L’organisation s’est alors faite dans l’urgence. Les contraintes professionnelles des uns et des autres nous ont obligés à opter pour un aller-retour express en voiture de Strasbourg jusqu’à Munich. Mais attention, ce ne fut pas si simple. Ce fut même un parcours du combattant. L’UEFA et les autorités allemandes en avaient encore sous le pied pour éprouver notre abnégation. Réalisation d’un test antigénique daté du jour à match à réaliser sur le territoire allemand, achat de masques FFP2 (obligatoires en Bavière), mise en place d’un protocole d’accueil très strict, notamment concernant les parkings.
Tests, FFP2, contrôles à l’entrée de Munich: le parcours du combattant
C’est à Kehl, juste de l’autre côté du Rhin, que l’étau se desserre, hier vers 13 heures, au moment de recevoir nos résultats de tests (sur rendez-vous) tous négatifs. Ouf. L’aventure continue. Accompagnés par Johnny et Vegedream (notre bande est très éclectique) mais aussi par un soleil de plomb, nous partons donc vers Munich. 4h plus tard, sans l’ombre d’un bouchon et sur un revêtement parfait, nous déboulons dans la capitale de Bavière, garons notre voiture, enfilons notre tenue de soirée, à savoir le dernier maillot deux étoiles des bleus avant de rejoindre le métro pour trois arrêts. Impossible de se tromper, des maillots blancs de la Mannschaft et bleus de la France se font toujours plus nombreux et affluent de tous les côtés. Tous se dirigent vers le même endroit, comme un pèlerinage, l’Allianz Arena. Elle s’offre d’ailleurs à notre vue dès la sortie de la rame.

▶ _Données extraites_
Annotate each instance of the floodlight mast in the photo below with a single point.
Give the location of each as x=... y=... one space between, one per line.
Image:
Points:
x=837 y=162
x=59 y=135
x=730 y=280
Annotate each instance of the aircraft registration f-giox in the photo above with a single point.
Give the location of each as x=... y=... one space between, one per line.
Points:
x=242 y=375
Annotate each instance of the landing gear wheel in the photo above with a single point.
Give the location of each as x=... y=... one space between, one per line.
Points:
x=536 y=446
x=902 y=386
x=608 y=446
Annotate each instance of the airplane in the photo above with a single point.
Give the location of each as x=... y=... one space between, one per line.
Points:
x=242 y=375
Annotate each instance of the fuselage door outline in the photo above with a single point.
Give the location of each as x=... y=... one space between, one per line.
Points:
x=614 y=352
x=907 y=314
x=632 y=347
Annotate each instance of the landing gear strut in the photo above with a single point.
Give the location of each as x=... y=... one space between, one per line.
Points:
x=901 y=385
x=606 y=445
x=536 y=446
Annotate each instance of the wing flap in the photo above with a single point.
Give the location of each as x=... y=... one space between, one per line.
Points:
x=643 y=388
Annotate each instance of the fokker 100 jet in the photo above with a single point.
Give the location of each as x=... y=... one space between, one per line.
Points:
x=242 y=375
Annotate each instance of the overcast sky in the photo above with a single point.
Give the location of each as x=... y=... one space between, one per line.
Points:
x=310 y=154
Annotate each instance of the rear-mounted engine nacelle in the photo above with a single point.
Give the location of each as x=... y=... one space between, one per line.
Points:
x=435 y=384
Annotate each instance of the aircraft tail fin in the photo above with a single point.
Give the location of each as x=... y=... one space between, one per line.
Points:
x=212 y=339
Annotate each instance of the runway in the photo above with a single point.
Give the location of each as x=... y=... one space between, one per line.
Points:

▶ _Consigne_
Restituez mot pour mot le passage du récit du déplacement à Munich qui commence aux mots « L’organisation s’est alors » et s'arrête après les mots « concernant les parkings. ».

▶ _Résultat ci-dessous_
L’organisation s’est alors faite dans l’urgence. Les contraintes professionnelles des uns et des autres nous ont obligés à opter pour un aller-retour express en voiture de Strasbourg jusqu’à Munich. Mais attention, ce ne fut pas si simple. Ce fut même un parcours du combattant. L’UEFA et les autorités allemandes en avaient encore sous le pied pour éprouver notre abnégation. Réalisation d’un test antigénique daté du jour à match à réaliser sur le territoire allemand, achat de masques FFP2 (obligatoires en Bavière), mise en place d’un protocole d’accueil très strict, notamment concernant les parkings.